→ **Stored dataset items**:
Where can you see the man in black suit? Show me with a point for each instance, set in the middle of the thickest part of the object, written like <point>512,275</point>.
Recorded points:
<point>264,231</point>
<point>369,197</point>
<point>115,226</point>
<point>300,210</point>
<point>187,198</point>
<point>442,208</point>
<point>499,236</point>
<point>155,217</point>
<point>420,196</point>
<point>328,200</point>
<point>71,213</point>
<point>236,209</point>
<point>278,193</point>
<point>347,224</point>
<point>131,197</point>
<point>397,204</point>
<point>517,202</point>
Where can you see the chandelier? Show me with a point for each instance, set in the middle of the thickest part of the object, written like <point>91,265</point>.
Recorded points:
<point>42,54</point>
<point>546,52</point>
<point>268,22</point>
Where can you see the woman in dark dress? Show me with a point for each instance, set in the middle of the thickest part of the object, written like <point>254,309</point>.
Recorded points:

→ **Work required**: If a line of the data contains "each", it counts; report the number of such lines and nothing else.

→ **Expected answer**: 3